---- Textauszug

18.03.2018 | Operette/Musical

Bildergebnis für wien volksoper carousel
Daniel Schmutzhard. Copyright: Johannes Ifkovits

CAROUSEL – Premiere Volksoper am 17. März 2018
(Heinrich Schramm-Schiessl)

„You’ll never walk alone“ – dieser Chor hat mittlerweile als Vereinshymne des FC Liverpool weltweite Popularität erlangt und ist das Finale dieses Musicals, das auf dem Theaterstück „Liliom“ von Franz Molnar basiert. Schon Puccini hatte seine Auge auf das Stück geworfen, danach Kurt Weill, aber beide konnten den Dichter nicht übereden, ihnen die Rechte zu überlassen. Erst dem kongenialen Duo Richard Rogers (Musik) und Oscar Hammerstein II. (Libretto und Liedertexte) gelang es, ihn dazu zu überreden. Sie verlegten die Handlung aus Budapest bzw. Wien (in der deutschen Übersetzung) an die Küste Neuenglands und aus dem Hutschenschleuderer (für Nichtwiener: Schaukelanschieber) Liliom wurde der Karussell-Ausrufer Billy. Ansonsten folgt die Handlung weitgehend der Vorlage, wobei der Schluss hier optimistischer angelegt ist.

Rogers und Hammerstein war in den 40er- und 50er-Jahren ein überaus erfolgreiches Autorenduo der Musicalbranche. Besonders populär wurden „Oklahoma“, „South Pacifik“ „The King an I“ sowie – derzeit auch im Repertoire der Volksoper – „The Sound of Music“.
„Carousel“ erreichte, zumindest ausserhalb der USA, nicht ganz diese Bedeutung. Das spiegelt sich auch in der Wiener Aufführungsgeschichte wieder. Am 15. Oktober 1972 hatte es – ebenfalls in der Volksoper – seine deutschsprachige Erstaufführung, brachte es aber nur auf 15 Vorstellungen. Diese Produktion brachte übrigens das Wien-Debut von Bernd Weikl in der Rolle des Billy. Eine späte Ehrung erlebte das Werk 1999, als es vom „Time Magazine“ zum besten Musicals des 20. Jahrhunderts gekürt wurde.

Das Werk ist gekennzeichnet durch sowohl lyrische als auch schmissige Melodien, wobei die Musiknummern und Dialoge oft miteinander verwoben sind. Manche Stücke klingen zum Teil ziemlich opernhaft.

Mit dieser Produktion konnte die Volksoper nach längerer Zeit wieder einen vollen Erfolg buchen. Das beginnt schon bei der Inszenierung durch Henry Mason, die weitestgehend librettotreu ist. Die Rechteinhaber der klassischen Musicals dürften darauf ziemlich Wert legen und das möglicherweise in den Aufführungsverträgen verankern. Die Personenregie war ziemlich schlüssig und die Massenszenen gut durchgearbeitet. Jan Meier schuf hübsche und leicht verwandelbare Bühnenbilder sowie die zeitgemäßen Kostüme. Sehr schmissig auch die Choreographie von Francesc Abós, wobei das Ballett im 2. Teil durchaus etwas kürzer ausfallen hätte können.

--------
---- Auszug aus Datensatz

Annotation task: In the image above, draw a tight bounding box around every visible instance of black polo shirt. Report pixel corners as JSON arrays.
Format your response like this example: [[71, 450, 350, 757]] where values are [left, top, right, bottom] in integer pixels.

--------

Ihre Aufgabe: Geben Sie den Absatz im Textauszug, der mit „Mit dieser Produktion konnte die Volksoper“ beginnt, als kurze Stichpunktliste wieder und bewahren Sie dabei seine wesentlichen Fakten.

Lösung der Aufgabe:
- Die Volksoper verzeichnet mit dieser Produktion nach längerer Zeit wieder einen vollen Erfolg.
- Henry Masons Inszenierung ist weitestgehend librettotreu. Vermutlich legen die Rechteinhaber darauf Wert und verankern es möglicherweise in den Aufführungsverträgen.
- Die Personenregie ist schlüssig, die Massenszenen sind gut durchgearbeitet.
- Jan Meier schuf hübsche, leicht verwandelbare Bühnenbilder und zeitgemäße Kostüme.
- Die Choreographie von Francesc Abós ist sehr schmissig, das Ballett im 2. Teil hätte jedoch kürzer ausfallen können.